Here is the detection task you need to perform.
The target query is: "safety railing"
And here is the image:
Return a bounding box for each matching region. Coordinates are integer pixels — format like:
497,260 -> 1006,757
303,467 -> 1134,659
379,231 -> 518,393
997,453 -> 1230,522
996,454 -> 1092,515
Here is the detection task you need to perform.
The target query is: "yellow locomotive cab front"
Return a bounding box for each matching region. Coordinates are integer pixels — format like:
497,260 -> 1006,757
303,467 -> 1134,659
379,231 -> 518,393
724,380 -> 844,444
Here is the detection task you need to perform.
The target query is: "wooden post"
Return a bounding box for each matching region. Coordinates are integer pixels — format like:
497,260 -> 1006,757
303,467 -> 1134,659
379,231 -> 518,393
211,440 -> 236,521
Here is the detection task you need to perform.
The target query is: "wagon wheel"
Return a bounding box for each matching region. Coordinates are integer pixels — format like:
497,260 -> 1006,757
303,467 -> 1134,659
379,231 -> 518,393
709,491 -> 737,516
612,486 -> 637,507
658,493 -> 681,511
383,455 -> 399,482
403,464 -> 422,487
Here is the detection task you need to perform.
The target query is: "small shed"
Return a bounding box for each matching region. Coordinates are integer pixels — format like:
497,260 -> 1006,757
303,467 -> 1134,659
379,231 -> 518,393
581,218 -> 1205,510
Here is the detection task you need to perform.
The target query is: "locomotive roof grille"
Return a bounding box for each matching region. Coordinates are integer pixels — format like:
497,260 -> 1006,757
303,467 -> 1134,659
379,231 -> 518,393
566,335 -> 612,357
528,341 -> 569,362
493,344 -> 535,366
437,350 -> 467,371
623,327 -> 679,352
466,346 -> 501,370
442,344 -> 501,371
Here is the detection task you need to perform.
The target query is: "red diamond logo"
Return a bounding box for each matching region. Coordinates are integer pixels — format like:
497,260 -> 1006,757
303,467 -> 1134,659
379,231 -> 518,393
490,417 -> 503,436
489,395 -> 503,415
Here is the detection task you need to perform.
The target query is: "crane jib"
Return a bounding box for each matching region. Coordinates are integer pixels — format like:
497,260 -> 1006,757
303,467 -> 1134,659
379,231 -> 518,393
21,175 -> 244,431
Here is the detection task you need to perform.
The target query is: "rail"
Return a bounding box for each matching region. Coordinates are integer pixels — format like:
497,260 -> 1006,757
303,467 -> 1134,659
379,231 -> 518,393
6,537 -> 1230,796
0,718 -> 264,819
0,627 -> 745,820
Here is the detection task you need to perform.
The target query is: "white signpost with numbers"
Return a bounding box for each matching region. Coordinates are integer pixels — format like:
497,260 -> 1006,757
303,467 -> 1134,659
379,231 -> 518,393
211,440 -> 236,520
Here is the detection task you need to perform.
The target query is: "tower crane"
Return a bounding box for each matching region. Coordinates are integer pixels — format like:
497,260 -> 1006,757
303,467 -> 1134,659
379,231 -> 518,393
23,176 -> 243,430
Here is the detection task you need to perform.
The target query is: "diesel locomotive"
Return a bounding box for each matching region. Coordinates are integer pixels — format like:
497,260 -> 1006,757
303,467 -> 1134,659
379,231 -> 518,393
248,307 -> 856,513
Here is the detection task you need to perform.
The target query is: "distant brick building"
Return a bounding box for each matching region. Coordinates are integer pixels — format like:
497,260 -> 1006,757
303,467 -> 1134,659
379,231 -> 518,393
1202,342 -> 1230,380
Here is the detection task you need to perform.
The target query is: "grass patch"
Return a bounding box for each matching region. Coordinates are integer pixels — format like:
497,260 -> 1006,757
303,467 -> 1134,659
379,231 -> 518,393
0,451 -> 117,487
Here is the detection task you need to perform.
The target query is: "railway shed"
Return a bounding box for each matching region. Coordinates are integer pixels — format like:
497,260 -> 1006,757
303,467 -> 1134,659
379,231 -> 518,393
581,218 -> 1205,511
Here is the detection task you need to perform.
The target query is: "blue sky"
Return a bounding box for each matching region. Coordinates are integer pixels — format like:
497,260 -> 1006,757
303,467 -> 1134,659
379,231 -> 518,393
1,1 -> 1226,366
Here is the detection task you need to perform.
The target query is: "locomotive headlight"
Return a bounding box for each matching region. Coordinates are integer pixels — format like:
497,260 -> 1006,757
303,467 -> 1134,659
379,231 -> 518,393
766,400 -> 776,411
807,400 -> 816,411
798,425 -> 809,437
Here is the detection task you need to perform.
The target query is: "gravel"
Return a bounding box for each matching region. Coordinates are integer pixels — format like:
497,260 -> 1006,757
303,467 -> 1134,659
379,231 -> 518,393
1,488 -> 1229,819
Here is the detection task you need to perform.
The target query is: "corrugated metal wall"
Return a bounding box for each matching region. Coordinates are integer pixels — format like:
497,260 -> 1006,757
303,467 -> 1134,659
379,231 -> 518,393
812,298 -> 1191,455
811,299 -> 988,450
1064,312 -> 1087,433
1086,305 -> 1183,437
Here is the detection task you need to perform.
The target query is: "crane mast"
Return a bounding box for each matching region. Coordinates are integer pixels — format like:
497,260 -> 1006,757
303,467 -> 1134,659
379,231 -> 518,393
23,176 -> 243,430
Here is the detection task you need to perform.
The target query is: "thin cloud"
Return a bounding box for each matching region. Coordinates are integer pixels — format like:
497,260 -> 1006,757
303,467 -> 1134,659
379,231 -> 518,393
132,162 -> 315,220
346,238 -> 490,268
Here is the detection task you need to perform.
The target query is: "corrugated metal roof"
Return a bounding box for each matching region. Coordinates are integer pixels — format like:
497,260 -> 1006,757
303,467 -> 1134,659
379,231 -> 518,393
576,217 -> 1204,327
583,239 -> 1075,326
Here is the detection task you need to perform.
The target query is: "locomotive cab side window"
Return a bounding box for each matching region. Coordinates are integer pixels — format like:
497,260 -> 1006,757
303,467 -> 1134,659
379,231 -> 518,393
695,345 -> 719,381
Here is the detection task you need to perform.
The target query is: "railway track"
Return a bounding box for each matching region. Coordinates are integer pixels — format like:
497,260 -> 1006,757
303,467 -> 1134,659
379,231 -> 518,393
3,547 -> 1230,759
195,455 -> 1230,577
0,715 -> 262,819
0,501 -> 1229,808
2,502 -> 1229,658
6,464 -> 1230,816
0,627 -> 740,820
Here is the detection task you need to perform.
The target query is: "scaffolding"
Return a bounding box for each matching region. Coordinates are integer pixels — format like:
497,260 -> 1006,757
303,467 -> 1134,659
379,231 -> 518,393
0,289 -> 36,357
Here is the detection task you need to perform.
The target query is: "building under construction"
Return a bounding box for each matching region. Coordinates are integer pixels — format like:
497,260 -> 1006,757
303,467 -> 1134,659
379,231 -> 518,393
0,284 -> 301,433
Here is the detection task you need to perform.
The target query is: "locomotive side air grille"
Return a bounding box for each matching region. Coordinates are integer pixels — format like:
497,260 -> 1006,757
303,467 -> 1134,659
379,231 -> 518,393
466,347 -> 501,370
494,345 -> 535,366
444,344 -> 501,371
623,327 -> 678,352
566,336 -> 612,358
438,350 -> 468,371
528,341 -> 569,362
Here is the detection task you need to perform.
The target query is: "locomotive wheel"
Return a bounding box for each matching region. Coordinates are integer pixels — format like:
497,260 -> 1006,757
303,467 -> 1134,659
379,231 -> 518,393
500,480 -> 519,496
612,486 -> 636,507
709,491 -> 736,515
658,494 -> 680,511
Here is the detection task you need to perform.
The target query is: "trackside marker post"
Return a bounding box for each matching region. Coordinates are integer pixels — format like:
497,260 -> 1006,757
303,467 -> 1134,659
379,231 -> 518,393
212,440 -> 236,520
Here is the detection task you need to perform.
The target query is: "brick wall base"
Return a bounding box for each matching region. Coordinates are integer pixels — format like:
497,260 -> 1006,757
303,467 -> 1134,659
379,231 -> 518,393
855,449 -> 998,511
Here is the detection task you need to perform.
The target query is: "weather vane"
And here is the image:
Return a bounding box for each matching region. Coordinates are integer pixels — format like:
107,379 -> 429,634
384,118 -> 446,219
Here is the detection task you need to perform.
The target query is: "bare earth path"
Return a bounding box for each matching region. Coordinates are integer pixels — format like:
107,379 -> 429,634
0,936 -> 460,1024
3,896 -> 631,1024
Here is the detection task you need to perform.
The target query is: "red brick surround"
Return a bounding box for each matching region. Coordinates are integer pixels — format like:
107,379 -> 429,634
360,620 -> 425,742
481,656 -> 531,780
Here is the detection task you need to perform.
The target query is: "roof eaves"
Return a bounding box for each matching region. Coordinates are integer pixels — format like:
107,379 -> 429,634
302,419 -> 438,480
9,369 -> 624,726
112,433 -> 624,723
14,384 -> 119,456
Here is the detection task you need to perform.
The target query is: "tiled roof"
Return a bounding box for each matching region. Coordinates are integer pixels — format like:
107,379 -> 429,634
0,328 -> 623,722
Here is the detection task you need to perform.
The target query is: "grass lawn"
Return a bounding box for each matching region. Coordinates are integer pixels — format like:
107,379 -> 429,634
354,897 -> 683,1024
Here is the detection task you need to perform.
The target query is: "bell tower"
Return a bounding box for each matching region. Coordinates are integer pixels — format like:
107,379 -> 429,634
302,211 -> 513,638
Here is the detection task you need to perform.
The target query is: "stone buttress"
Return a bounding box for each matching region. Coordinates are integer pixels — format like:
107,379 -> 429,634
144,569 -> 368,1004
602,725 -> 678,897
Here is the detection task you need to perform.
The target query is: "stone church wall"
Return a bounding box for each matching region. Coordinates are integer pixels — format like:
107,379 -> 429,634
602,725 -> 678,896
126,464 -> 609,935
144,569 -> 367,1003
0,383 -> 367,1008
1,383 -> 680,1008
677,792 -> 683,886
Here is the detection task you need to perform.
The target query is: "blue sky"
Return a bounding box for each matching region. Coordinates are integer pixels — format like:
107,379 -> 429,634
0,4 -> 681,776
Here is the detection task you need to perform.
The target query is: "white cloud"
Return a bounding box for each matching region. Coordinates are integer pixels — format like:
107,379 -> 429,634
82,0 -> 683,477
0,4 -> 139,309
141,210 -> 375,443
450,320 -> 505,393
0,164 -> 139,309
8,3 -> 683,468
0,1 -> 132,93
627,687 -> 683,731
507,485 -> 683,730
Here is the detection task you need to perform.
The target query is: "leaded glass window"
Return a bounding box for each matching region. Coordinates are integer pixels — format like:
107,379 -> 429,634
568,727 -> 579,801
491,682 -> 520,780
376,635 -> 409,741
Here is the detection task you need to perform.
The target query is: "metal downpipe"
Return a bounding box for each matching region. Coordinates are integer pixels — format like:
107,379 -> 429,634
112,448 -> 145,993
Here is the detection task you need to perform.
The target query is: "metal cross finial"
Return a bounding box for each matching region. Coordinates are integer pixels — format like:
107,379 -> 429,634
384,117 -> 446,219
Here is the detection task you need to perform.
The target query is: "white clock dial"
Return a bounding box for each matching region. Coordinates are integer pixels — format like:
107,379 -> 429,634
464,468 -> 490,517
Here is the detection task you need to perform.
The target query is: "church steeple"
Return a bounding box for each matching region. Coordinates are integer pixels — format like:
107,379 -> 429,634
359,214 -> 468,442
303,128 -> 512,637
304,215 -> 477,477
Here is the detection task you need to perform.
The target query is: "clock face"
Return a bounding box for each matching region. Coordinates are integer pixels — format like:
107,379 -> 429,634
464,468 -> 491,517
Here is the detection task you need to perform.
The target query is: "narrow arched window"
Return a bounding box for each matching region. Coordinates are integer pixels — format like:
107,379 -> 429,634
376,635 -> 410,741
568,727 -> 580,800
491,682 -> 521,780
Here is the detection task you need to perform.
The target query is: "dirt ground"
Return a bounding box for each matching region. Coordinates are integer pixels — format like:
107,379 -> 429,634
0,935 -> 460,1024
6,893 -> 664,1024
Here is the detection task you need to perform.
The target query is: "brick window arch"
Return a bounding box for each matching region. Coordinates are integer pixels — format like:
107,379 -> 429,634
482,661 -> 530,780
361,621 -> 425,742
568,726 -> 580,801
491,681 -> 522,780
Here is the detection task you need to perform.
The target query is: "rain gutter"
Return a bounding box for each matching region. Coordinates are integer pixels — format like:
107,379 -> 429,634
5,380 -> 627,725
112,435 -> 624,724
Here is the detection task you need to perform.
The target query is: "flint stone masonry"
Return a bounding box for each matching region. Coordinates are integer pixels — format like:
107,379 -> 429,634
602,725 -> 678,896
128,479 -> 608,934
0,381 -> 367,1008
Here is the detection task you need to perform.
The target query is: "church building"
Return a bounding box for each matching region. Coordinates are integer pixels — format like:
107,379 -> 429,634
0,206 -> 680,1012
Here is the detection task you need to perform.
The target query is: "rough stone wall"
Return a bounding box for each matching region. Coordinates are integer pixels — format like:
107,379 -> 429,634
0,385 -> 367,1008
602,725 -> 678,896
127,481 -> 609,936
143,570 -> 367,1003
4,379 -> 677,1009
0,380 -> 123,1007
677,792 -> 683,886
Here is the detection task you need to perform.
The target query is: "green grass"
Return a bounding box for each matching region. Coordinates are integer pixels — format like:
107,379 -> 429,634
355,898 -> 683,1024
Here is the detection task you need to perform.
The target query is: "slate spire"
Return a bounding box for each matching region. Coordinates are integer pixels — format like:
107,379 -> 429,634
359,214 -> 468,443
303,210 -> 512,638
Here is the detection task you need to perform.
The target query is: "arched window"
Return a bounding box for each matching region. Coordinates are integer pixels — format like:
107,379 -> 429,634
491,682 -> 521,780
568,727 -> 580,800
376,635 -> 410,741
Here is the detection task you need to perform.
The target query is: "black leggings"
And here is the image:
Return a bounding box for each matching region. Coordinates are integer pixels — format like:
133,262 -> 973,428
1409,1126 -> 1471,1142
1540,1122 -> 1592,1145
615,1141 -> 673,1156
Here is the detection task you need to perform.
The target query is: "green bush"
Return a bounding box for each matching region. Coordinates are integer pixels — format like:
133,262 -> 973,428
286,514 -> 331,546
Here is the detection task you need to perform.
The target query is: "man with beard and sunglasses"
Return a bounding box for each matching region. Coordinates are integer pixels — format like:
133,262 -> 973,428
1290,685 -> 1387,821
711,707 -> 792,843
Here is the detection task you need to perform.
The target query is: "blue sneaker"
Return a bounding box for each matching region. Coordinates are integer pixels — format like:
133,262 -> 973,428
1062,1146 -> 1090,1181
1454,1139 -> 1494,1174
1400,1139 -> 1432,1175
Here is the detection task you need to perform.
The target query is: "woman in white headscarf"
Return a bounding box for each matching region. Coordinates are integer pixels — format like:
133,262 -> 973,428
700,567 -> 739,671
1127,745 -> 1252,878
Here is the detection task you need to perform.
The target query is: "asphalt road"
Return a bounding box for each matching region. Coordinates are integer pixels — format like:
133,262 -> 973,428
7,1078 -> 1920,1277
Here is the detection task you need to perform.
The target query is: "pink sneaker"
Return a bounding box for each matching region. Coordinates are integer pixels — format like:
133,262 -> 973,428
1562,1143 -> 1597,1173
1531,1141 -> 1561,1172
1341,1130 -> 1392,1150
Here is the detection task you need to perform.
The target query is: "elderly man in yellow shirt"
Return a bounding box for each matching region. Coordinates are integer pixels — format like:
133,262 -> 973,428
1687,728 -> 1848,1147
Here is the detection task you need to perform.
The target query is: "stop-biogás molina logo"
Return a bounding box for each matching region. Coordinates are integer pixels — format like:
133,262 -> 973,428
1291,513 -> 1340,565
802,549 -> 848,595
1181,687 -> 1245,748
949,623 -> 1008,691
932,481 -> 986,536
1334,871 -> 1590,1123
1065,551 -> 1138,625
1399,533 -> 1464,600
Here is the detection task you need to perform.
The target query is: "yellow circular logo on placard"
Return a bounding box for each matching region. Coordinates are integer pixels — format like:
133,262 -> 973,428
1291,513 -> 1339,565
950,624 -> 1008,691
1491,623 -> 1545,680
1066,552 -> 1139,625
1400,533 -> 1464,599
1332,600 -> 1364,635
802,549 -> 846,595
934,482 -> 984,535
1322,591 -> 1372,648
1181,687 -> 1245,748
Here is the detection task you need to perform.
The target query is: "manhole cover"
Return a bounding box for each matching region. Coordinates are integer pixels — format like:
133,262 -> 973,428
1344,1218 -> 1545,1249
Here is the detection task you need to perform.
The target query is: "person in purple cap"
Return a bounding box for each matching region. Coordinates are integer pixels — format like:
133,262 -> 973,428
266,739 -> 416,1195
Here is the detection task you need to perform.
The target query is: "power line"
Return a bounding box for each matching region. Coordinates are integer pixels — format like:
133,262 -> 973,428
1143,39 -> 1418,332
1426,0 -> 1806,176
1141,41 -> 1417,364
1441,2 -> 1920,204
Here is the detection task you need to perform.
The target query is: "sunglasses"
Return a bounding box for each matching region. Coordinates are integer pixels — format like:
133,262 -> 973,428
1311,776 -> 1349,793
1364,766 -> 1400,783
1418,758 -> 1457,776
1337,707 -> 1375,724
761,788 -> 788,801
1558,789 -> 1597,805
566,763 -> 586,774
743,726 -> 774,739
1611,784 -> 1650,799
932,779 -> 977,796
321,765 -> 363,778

WORK TO BE COMPLETED -> Copy each line above that contains the word "cloud".

WRITTEN ANSWER ->
The target query is: "thin cloud"
The target query is: "white cloud"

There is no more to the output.